選段 –
>>>

用了好久,都沒寫,還是按慣例寫一下。總體步驟其實就是上面流程圖那樣。安裝、配置、下載預訓練模型、放入自己數據、修改模型結構然後訓練和測試,每個模型都是這個流程。
安裝
1.下載源碼
https://github.com/Orpine/py-R-FCN
Py=python版本
2.安裝caffe依賴和caffe
1)安裝依賴
pip install cython
pip install easydict
apt-get install python-opencv
2)下載caffe
git clone https://github.com/Microsoft/caffe.git
3)配置caffe
4)打開終端,cd 你的RFCN路徑/lib,然後make一下
5)編譯caffe的python接口:make pycaffe
安裝完畢
下面下載預訓練模型測試試一試:
這個要翻牆下載,裏面有res50和res101的imagenet預訓練模型。我下好放在了百度雲上。

<<<

位置標註記錄

>>>

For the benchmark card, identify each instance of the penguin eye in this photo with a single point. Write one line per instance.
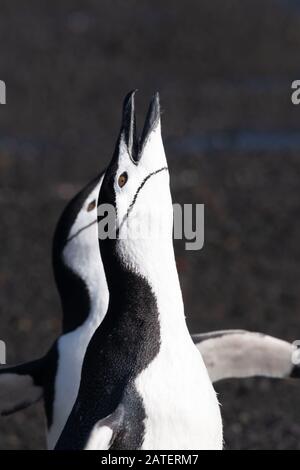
(91, 205)
(123, 178)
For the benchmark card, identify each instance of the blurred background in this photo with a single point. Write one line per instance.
(224, 71)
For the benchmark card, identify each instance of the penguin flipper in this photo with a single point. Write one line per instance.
(20, 386)
(105, 431)
(240, 354)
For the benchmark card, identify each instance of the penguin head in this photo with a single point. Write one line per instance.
(77, 265)
(136, 182)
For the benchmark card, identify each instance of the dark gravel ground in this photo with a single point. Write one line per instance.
(220, 67)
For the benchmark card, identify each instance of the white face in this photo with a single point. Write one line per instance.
(86, 217)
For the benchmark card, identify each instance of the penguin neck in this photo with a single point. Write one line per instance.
(82, 287)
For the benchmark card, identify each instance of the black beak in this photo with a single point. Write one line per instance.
(129, 126)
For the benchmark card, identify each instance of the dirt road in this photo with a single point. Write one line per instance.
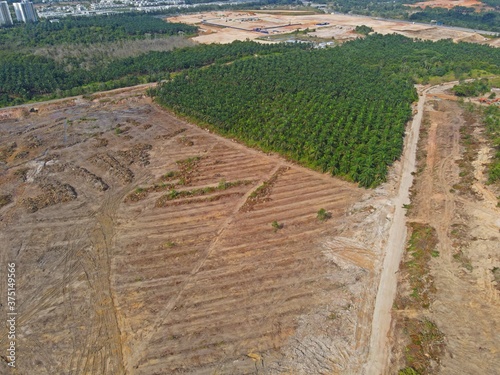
(450, 196)
(381, 322)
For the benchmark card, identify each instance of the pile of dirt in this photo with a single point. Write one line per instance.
(7, 151)
(91, 178)
(54, 192)
(109, 162)
(138, 154)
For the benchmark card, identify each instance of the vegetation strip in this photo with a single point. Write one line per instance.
(343, 111)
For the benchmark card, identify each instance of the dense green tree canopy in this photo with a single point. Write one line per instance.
(341, 110)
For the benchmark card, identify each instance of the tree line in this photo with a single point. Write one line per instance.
(340, 110)
(28, 77)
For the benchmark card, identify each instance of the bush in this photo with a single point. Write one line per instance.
(323, 215)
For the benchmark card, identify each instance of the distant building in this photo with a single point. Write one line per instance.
(5, 17)
(25, 12)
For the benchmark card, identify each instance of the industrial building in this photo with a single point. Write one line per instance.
(5, 17)
(25, 12)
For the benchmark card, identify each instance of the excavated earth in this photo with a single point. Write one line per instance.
(450, 195)
(146, 245)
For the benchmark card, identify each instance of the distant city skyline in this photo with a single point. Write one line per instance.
(5, 17)
(25, 12)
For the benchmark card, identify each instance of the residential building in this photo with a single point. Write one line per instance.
(25, 12)
(5, 17)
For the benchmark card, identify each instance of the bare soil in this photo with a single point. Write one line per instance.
(225, 27)
(465, 302)
(199, 284)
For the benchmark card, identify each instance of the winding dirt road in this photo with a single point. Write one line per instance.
(379, 349)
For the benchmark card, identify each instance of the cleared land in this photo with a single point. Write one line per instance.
(457, 297)
(448, 4)
(225, 27)
(119, 271)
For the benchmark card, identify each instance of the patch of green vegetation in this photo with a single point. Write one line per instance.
(277, 226)
(355, 126)
(5, 199)
(473, 88)
(323, 215)
(425, 349)
(363, 30)
(420, 250)
(496, 276)
(491, 119)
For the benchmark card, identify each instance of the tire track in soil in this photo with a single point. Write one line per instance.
(149, 333)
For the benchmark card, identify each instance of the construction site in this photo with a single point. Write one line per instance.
(268, 26)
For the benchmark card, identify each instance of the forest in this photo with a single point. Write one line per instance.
(340, 110)
(25, 77)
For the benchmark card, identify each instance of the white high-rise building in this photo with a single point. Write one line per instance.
(5, 17)
(25, 12)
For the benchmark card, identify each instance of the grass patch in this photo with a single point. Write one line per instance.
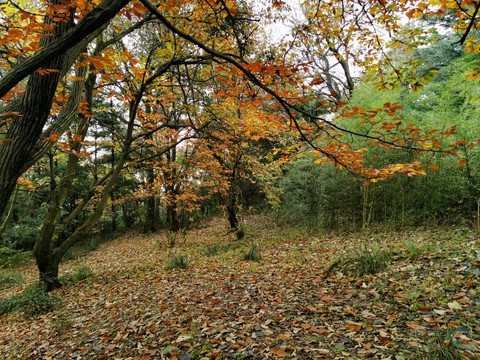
(216, 249)
(7, 278)
(11, 258)
(443, 346)
(82, 249)
(253, 254)
(177, 261)
(33, 301)
(362, 262)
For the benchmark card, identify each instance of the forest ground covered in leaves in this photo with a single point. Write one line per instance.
(120, 301)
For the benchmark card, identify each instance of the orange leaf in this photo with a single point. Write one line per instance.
(279, 352)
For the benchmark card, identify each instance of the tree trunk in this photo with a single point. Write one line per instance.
(173, 224)
(232, 214)
(48, 271)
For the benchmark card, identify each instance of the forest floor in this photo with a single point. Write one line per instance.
(128, 306)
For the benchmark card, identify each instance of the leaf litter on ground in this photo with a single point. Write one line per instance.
(283, 306)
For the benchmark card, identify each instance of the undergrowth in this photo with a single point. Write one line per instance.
(362, 262)
(177, 261)
(253, 254)
(7, 278)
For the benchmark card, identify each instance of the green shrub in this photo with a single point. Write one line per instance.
(443, 346)
(7, 278)
(253, 254)
(33, 301)
(362, 262)
(177, 262)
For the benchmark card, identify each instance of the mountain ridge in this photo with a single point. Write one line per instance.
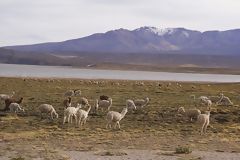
(146, 40)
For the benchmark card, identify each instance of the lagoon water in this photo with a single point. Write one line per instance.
(16, 70)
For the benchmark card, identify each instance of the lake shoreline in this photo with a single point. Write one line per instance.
(10, 70)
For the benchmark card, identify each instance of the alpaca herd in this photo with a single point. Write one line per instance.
(113, 118)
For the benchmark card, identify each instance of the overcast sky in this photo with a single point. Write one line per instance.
(34, 21)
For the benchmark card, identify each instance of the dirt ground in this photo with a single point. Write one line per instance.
(153, 132)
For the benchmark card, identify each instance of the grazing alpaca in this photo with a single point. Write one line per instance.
(71, 112)
(115, 117)
(82, 116)
(67, 102)
(203, 120)
(107, 104)
(47, 109)
(9, 101)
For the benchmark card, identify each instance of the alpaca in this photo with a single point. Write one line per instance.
(203, 120)
(82, 116)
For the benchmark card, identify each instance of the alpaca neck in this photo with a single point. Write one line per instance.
(123, 113)
(89, 108)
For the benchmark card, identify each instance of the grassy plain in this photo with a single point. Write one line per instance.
(156, 127)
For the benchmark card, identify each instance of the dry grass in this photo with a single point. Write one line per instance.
(154, 127)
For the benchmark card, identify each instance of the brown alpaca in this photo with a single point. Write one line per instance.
(9, 101)
(67, 102)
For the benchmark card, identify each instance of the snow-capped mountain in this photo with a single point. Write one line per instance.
(147, 40)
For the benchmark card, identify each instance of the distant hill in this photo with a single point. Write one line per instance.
(143, 48)
(147, 40)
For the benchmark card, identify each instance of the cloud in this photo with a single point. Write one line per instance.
(28, 21)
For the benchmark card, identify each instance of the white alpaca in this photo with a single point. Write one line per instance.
(48, 109)
(71, 93)
(82, 116)
(141, 102)
(189, 113)
(15, 107)
(130, 104)
(84, 101)
(107, 104)
(6, 96)
(71, 112)
(203, 120)
(115, 117)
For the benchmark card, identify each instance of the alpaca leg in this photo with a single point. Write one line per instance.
(115, 125)
(118, 125)
(205, 127)
(79, 121)
(107, 125)
(68, 119)
(75, 117)
(202, 128)
(52, 115)
(64, 119)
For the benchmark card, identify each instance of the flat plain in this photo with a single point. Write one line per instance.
(156, 129)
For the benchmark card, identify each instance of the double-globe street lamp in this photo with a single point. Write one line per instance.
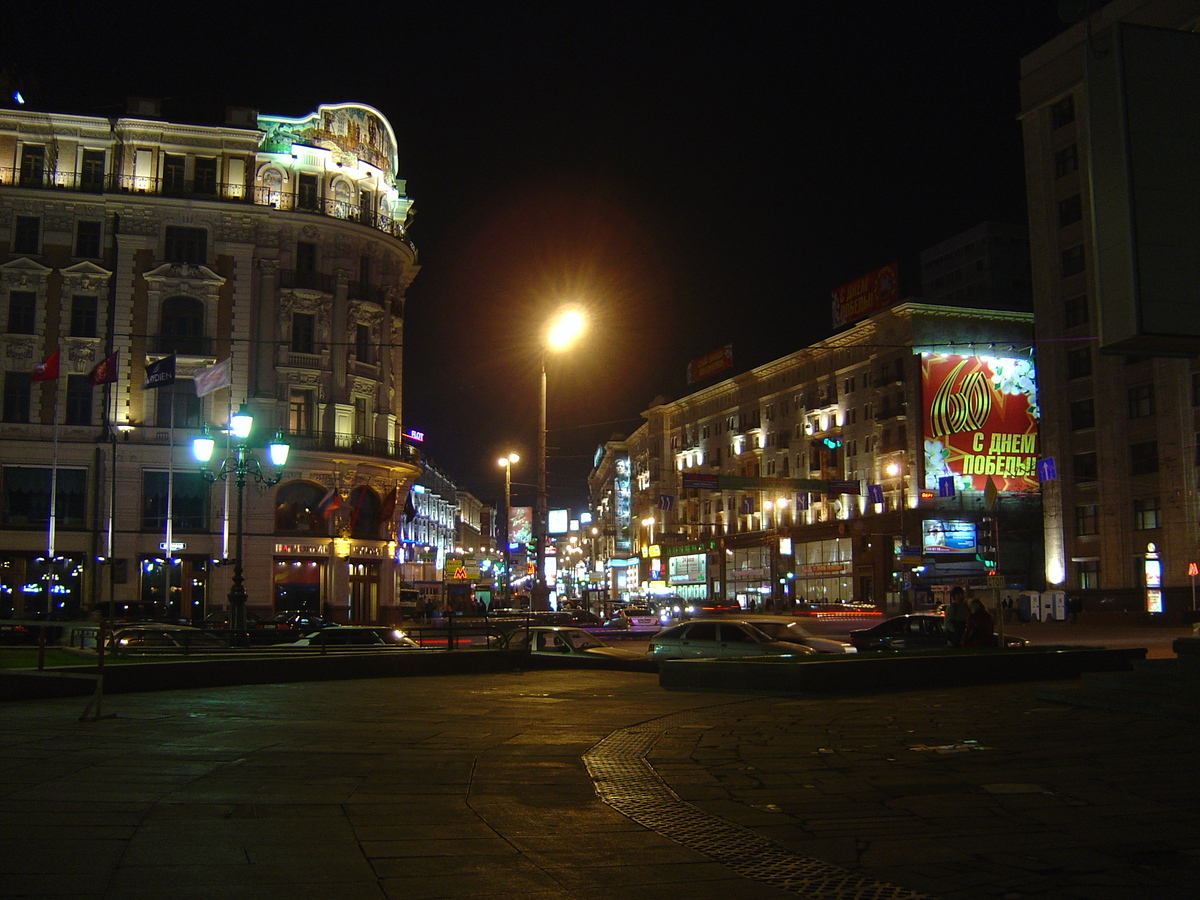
(507, 462)
(240, 465)
(562, 334)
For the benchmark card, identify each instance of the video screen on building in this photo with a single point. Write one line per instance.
(981, 420)
(947, 535)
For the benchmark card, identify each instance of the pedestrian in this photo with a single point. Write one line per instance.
(957, 615)
(981, 628)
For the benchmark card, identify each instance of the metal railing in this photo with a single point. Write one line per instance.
(204, 190)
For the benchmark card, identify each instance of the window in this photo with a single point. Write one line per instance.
(1071, 210)
(1075, 311)
(88, 239)
(1144, 457)
(27, 234)
(1066, 161)
(22, 312)
(205, 177)
(186, 245)
(304, 333)
(190, 501)
(78, 400)
(181, 327)
(1079, 363)
(83, 316)
(33, 166)
(27, 496)
(1062, 112)
(1084, 467)
(91, 174)
(178, 399)
(1141, 401)
(1072, 261)
(363, 343)
(1083, 414)
(1146, 514)
(1087, 520)
(306, 192)
(1089, 574)
(173, 167)
(300, 412)
(16, 396)
(306, 257)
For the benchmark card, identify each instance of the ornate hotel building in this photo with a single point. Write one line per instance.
(817, 478)
(277, 244)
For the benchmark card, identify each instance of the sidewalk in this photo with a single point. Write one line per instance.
(491, 785)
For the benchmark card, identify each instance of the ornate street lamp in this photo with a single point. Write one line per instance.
(562, 334)
(240, 465)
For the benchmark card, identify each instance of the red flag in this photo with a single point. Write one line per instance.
(103, 372)
(47, 370)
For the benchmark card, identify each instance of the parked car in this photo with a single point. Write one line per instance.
(786, 628)
(162, 639)
(303, 621)
(634, 618)
(913, 631)
(223, 619)
(707, 639)
(564, 642)
(355, 636)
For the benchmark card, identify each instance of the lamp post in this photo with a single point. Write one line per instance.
(240, 466)
(561, 335)
(507, 462)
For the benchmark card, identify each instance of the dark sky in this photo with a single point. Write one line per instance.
(694, 174)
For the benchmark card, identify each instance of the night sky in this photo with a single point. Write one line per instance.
(694, 174)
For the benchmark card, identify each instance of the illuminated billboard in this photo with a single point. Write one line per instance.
(981, 420)
(862, 297)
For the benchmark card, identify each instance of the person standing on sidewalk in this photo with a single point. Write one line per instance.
(957, 616)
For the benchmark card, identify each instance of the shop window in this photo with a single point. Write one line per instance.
(27, 496)
(189, 505)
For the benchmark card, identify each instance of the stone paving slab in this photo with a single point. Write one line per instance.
(465, 786)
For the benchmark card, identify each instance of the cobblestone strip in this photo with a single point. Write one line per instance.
(630, 785)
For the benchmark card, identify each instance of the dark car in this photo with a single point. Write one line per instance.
(915, 631)
(156, 639)
(303, 621)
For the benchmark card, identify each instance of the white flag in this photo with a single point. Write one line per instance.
(213, 378)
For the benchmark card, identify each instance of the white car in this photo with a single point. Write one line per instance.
(787, 628)
(719, 639)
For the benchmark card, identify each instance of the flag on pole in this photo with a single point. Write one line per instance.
(213, 378)
(389, 507)
(160, 373)
(103, 372)
(47, 370)
(329, 503)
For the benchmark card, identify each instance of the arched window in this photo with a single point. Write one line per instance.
(341, 198)
(364, 516)
(273, 187)
(298, 509)
(181, 327)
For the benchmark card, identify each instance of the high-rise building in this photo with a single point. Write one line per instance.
(1121, 427)
(274, 245)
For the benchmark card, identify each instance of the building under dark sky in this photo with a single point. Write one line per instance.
(696, 174)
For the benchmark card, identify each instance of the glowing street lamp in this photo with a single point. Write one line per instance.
(240, 466)
(562, 334)
(507, 462)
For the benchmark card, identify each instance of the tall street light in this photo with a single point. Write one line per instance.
(562, 334)
(507, 462)
(240, 466)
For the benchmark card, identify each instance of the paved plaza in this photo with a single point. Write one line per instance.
(592, 785)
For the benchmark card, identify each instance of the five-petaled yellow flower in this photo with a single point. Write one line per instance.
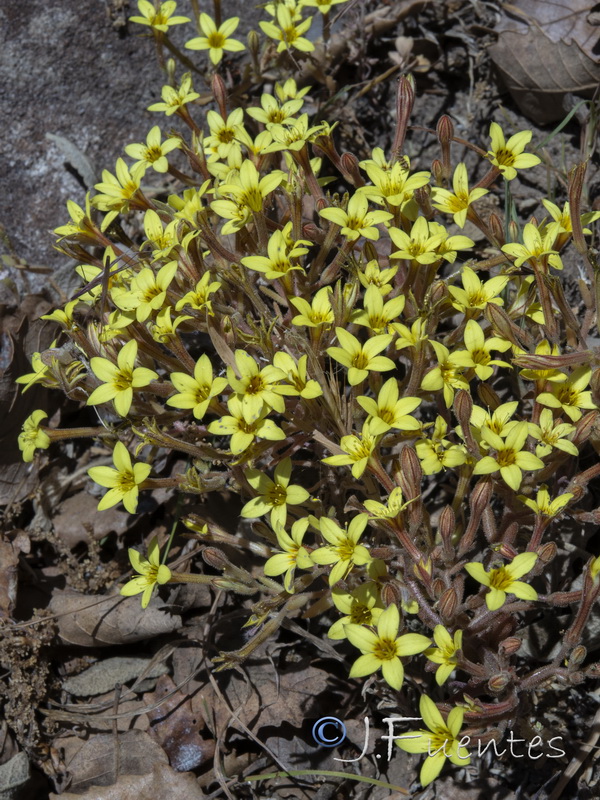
(196, 392)
(504, 580)
(32, 436)
(357, 220)
(342, 550)
(457, 203)
(274, 496)
(151, 571)
(444, 653)
(510, 457)
(441, 741)
(509, 156)
(383, 650)
(119, 380)
(216, 40)
(123, 481)
(294, 554)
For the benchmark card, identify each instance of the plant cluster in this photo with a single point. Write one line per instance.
(403, 415)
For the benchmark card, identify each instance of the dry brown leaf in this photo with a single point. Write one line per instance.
(175, 726)
(89, 622)
(545, 51)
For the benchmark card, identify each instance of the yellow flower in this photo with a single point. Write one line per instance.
(447, 375)
(390, 411)
(543, 506)
(273, 495)
(509, 156)
(510, 457)
(552, 435)
(116, 191)
(173, 100)
(384, 649)
(445, 653)
(441, 741)
(504, 580)
(478, 351)
(359, 358)
(457, 203)
(296, 374)
(357, 451)
(196, 392)
(534, 247)
(376, 315)
(159, 19)
(294, 554)
(475, 293)
(360, 607)
(438, 453)
(277, 263)
(32, 436)
(357, 220)
(123, 482)
(570, 395)
(315, 314)
(148, 291)
(242, 432)
(198, 298)
(153, 153)
(255, 387)
(420, 246)
(216, 40)
(119, 380)
(287, 32)
(343, 550)
(151, 571)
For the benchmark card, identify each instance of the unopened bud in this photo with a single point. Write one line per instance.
(499, 682)
(422, 196)
(510, 646)
(447, 527)
(411, 473)
(584, 428)
(577, 657)
(391, 594)
(480, 496)
(447, 605)
(547, 552)
(219, 93)
(253, 43)
(349, 164)
(463, 408)
(215, 558)
(405, 98)
(496, 229)
(437, 170)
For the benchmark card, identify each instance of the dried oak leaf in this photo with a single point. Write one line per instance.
(89, 622)
(143, 771)
(547, 50)
(175, 726)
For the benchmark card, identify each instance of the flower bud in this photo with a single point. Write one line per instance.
(437, 171)
(577, 657)
(217, 86)
(349, 165)
(447, 605)
(391, 594)
(510, 646)
(547, 552)
(496, 229)
(498, 683)
(405, 98)
(411, 473)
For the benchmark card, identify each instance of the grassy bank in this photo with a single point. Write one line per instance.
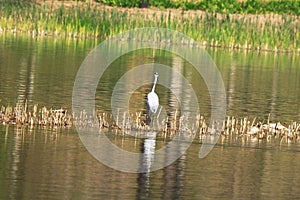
(220, 6)
(21, 114)
(83, 20)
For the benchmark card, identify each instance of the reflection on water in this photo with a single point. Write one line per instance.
(45, 162)
(42, 162)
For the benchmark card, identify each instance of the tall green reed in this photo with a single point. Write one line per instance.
(210, 29)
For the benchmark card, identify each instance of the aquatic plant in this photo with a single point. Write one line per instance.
(21, 114)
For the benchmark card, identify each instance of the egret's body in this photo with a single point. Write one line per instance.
(152, 98)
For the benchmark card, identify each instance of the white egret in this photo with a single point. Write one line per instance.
(152, 98)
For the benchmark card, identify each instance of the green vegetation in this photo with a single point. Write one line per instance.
(219, 6)
(276, 33)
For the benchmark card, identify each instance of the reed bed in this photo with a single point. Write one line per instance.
(231, 126)
(263, 33)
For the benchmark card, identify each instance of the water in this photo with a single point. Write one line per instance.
(39, 163)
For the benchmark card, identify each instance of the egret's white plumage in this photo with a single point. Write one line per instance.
(152, 98)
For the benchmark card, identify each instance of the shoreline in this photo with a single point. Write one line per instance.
(22, 115)
(267, 32)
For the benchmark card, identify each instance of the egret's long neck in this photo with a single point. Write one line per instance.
(155, 80)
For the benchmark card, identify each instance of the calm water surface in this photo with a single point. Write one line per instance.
(41, 163)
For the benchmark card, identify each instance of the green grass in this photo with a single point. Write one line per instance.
(219, 6)
(208, 29)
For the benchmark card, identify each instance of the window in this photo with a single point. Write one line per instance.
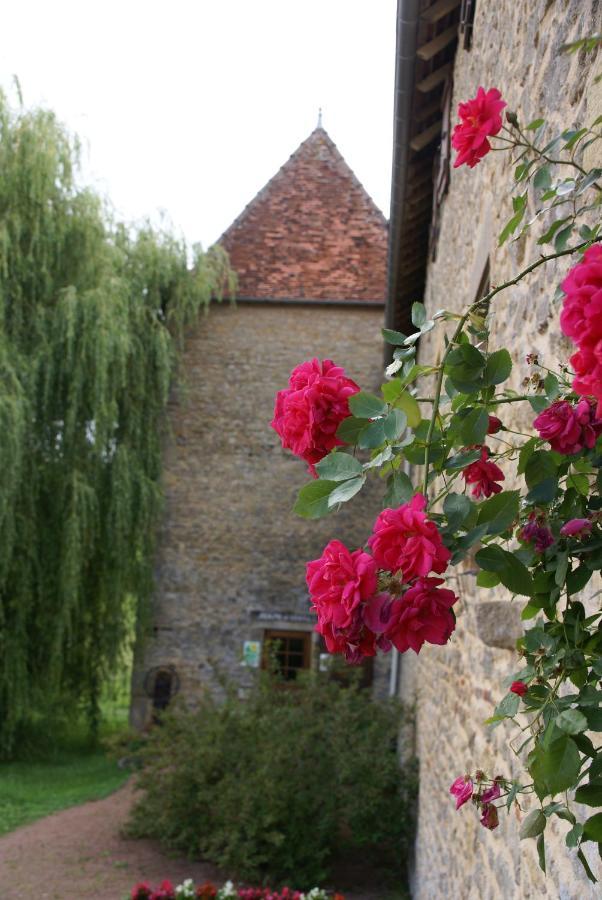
(291, 651)
(467, 12)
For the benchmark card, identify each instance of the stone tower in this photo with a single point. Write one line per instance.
(310, 253)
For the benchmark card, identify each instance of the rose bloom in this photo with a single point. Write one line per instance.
(141, 891)
(405, 539)
(581, 320)
(462, 790)
(165, 891)
(576, 528)
(479, 119)
(338, 581)
(206, 891)
(356, 640)
(422, 615)
(494, 425)
(483, 475)
(308, 412)
(536, 533)
(491, 793)
(568, 429)
(490, 818)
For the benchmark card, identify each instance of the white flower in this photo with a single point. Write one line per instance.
(185, 891)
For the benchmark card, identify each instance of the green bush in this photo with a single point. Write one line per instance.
(277, 785)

<<<

操作要求 –
1 - 根據R-FCN安裝說明回答下列問題,答案照樣以(a)、(b)、(c)分行標出:
(a) 源碼從哪個網址下載?
(b) 編譯caffe的python接口用什麼命令?
(c) 預訓練模型裏有哪兩種imagenet模型?
2 - 從R-FCN安裝說明最後一句之後接著往下續寫。
這些數據行與R-FCN安裝說明沒有關係。

回答列表 –
1 -
(a) https://github.com/Orpine/py-R-FCN
(b) make pycaffe
(c) res50和res101

2 -
鏈接:https://pan.baidu.com/s/1-M0r13ULm-8qdq34qfHoPQ
提取碼:a72o
測試
把模型放到rfcn項目的對應位置
$RFCN_ROOT/data/rfcn_models/resnet50_rfcn_final.caffemodel
$RFCN_ROOT/data/rfcn_models/resnet101_rfcn_final.caffemodel
打開終端,運行
cd $RFCN_ROOT
./tools/demo_rfcn.py --net ResNet-50
訓練自己的數據
在data文件夾下放入自己的數據集,格式如下
VOCdevkit/VOC2007
VOC2007裏面就是自己的數據了,主要有三個文件夾
JPEGImages、Annotations、ImageSets
1)修改模型的結構參數
因爲自己的數據類別和預訓練的不一樣,所以輸出神經元節點的數量不一樣,要自己設置。這裏涉及到一個問題,那就是預訓練模型和測試模型的區別。
預訓練模型是別人保存的中間網絡權重參數,其實尾巴的輸出神經元數量沒有保存,所以自己微調一下就能用,而訓練好的測試模型就是將模型參數全部保存下來了,如果你的數據類別和別人一樣那麼你也可以用,當然,不一樣的可能性還是很大的。就是改改數字而已。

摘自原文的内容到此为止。